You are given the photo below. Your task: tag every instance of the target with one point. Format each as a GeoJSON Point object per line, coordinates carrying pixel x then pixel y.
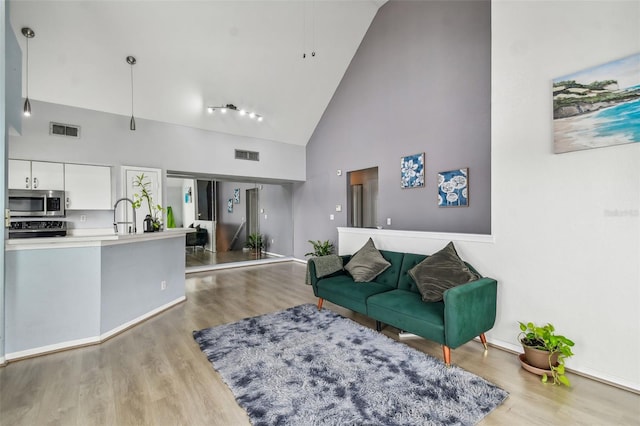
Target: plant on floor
{"type": "Point", "coordinates": [320, 248]}
{"type": "Point", "coordinates": [254, 242]}
{"type": "Point", "coordinates": [143, 184]}
{"type": "Point", "coordinates": [557, 347]}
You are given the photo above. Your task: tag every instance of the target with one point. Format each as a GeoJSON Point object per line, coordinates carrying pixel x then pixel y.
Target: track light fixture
{"type": "Point", "coordinates": [132, 123]}
{"type": "Point", "coordinates": [28, 33]}
{"type": "Point", "coordinates": [231, 107]}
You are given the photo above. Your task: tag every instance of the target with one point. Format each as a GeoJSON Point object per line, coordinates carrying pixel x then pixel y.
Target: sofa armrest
{"type": "Point", "coordinates": [312, 275]}
{"type": "Point", "coordinates": [469, 310]}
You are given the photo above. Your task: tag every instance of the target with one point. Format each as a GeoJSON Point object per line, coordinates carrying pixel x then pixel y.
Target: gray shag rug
{"type": "Point", "coordinates": [302, 366]}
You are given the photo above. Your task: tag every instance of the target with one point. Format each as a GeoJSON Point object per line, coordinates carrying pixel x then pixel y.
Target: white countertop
{"type": "Point", "coordinates": [92, 238]}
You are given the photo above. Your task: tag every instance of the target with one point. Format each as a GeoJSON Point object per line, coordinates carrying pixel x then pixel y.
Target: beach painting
{"type": "Point", "coordinates": [597, 107]}
{"type": "Point", "coordinates": [453, 188]}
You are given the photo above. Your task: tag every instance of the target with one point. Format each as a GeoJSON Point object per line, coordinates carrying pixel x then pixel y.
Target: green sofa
{"type": "Point", "coordinates": [392, 298]}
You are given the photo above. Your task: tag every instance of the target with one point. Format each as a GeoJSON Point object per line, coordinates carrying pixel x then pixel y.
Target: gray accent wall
{"type": "Point", "coordinates": [420, 82]}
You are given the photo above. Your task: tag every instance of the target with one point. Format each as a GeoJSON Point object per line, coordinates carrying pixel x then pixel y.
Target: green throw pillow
{"type": "Point", "coordinates": [367, 263]}
{"type": "Point", "coordinates": [440, 272]}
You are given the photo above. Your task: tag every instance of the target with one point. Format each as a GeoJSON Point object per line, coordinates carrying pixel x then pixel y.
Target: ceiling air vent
{"type": "Point", "coordinates": [60, 129]}
{"type": "Point", "coordinates": [247, 155]}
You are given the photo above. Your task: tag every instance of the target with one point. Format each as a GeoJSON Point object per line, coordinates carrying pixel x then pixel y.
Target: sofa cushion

* _TASK TO COMPLETE_: Using the material above, return every line exactly as it appears, minus the pictures.

* _REPLY_:
You are given the photo below. Your task: tag every instance of the target with one point. Format each as a GeoJSON Point object per line, coordinates carrying pixel x then pixel y.
Target: plant on floor
{"type": "Point", "coordinates": [320, 248]}
{"type": "Point", "coordinates": [254, 242]}
{"type": "Point", "coordinates": [143, 184]}
{"type": "Point", "coordinates": [557, 347]}
You are given the photo above. Your task: tag every instance of the target with one point. Format each as a GeoJSON Point object per line, coordinates carrying pixel x then pixel y.
Target: track light fixture
{"type": "Point", "coordinates": [132, 123]}
{"type": "Point", "coordinates": [28, 33]}
{"type": "Point", "coordinates": [231, 107]}
You are given the photo above. Your task: tag every instance of the target with one point. Format each as a GeoJSON Point object per line, coordinates carrying pixel x then pixel y.
Target: sofa armrest
{"type": "Point", "coordinates": [312, 275]}
{"type": "Point", "coordinates": [469, 310]}
You are given the photo above. Your task: tag every instance of the target with one point. Format each as a GeoJSON Point object per line, coordinates carrying pixel x then pixel y.
Target: gray shag rug
{"type": "Point", "coordinates": [302, 366]}
You are given the photo above. Your task: tag every instance of the target with one point. Format each as a GeoJSON Point object per line, coordinates carrying pixel x then pixel y.
Target: white countertop
{"type": "Point", "coordinates": [92, 238]}
You are given the photo above. Your task: tag every instance of the target with one point. Format each as a GeoJSON Point object per line, coordinates carrying pixel x then pixel y.
Target: beach painting
{"type": "Point", "coordinates": [597, 107]}
{"type": "Point", "coordinates": [453, 188]}
You are given the photo above. Your task: tag every instance of the target with one point. Format each as a GeoJSON Point object per line, coordinates carrying pixel x then pixel y.
Target: green sofa
{"type": "Point", "coordinates": [392, 298]}
You are given the photo above. Your task: tag every instance of the target with one point. Format each as a GeoJSON Point object per line, coordinates carrying pixel x then pixel y.
Target: gray accent wall
{"type": "Point", "coordinates": [420, 82]}
You are given the photo above. Your task: tag every instance of the target with one point. Format each as a GeoJSON Point object per line, coordinates carrying pixel x then pixel y.
Target: green throw pillow
{"type": "Point", "coordinates": [367, 263]}
{"type": "Point", "coordinates": [440, 272]}
You are given the photo above. Your task: tag every instance of the target with one point. Format each as a GeoJSON Point object per line, coordinates carrying pixel x then pixel y.
Target: ceiling air vent
{"type": "Point", "coordinates": [60, 129]}
{"type": "Point", "coordinates": [247, 155]}
You are given the photo above. Your task: tag every instance of the target with one point. Format each as a GeoJSON Point object per line, coordinates carrying pixel x then pixel y.
Target: sofa cushion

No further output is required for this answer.